TASK PROMPT:
Please retype the entries below without changes, from the line containing "Please put a point on the cap" through the last line of the entries.

Data entries:
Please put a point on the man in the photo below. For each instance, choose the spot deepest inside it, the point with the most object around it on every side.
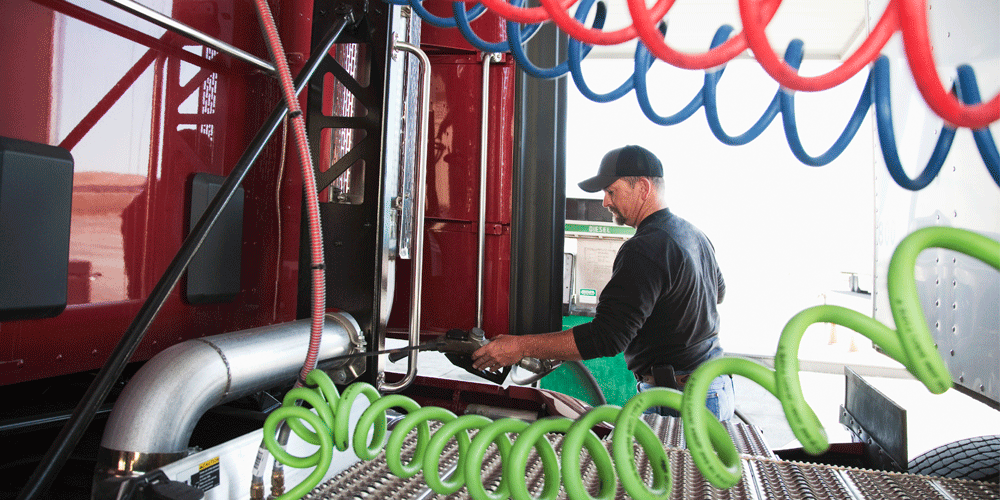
(659, 306)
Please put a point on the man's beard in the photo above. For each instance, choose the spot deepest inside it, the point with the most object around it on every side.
(617, 216)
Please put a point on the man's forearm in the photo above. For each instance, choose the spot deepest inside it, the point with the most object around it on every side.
(506, 350)
(555, 345)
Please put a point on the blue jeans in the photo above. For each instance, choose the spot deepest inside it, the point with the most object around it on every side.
(721, 399)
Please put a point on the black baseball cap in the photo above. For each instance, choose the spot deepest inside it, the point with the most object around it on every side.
(623, 162)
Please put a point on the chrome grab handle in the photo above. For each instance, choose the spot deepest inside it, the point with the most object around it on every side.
(420, 190)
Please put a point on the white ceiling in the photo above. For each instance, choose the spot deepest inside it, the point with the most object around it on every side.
(830, 29)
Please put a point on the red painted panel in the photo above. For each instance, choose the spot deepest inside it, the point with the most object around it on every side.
(456, 128)
(449, 285)
(142, 111)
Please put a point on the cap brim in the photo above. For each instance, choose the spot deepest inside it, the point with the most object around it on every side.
(597, 183)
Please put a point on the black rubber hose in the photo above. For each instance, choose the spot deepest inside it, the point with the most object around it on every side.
(83, 415)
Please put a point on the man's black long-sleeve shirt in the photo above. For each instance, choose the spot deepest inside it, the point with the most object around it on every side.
(660, 304)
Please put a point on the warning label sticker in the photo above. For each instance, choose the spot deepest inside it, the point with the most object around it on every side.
(207, 476)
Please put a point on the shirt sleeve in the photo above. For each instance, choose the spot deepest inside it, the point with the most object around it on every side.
(625, 303)
(722, 286)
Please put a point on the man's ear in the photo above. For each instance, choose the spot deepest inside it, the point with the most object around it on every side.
(648, 186)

ANSWER:
Please put a point on the cap brim in the photo above. For each instance, choose the spot deepest inside it, the point with the most object around it on every side.
(597, 183)
Please put a point on the black rubber hose in the photo above. For each instance, choose the spot deepest inside it, the point with the most object around it on every side.
(83, 415)
Please put a point on the man's black long-sleeve shirt in the photo above. For each instance, choose the spot deepest inside it, the point with the most object around it on every side.
(660, 304)
Please put a point on the warning label sticker in the photo above. For each instance, choose the spot deepest inside it, the point with the most object around it on every side.
(207, 476)
Please put a point on the shirt sleeve in the photo above. For each instance, choose the spot deepest inside it, the point with the most object around it on every side.
(625, 303)
(722, 286)
Please put a point on the man's ear in the photo above. For each instance, choose the spot deepest inside it, the point with the most object around it on every side.
(648, 186)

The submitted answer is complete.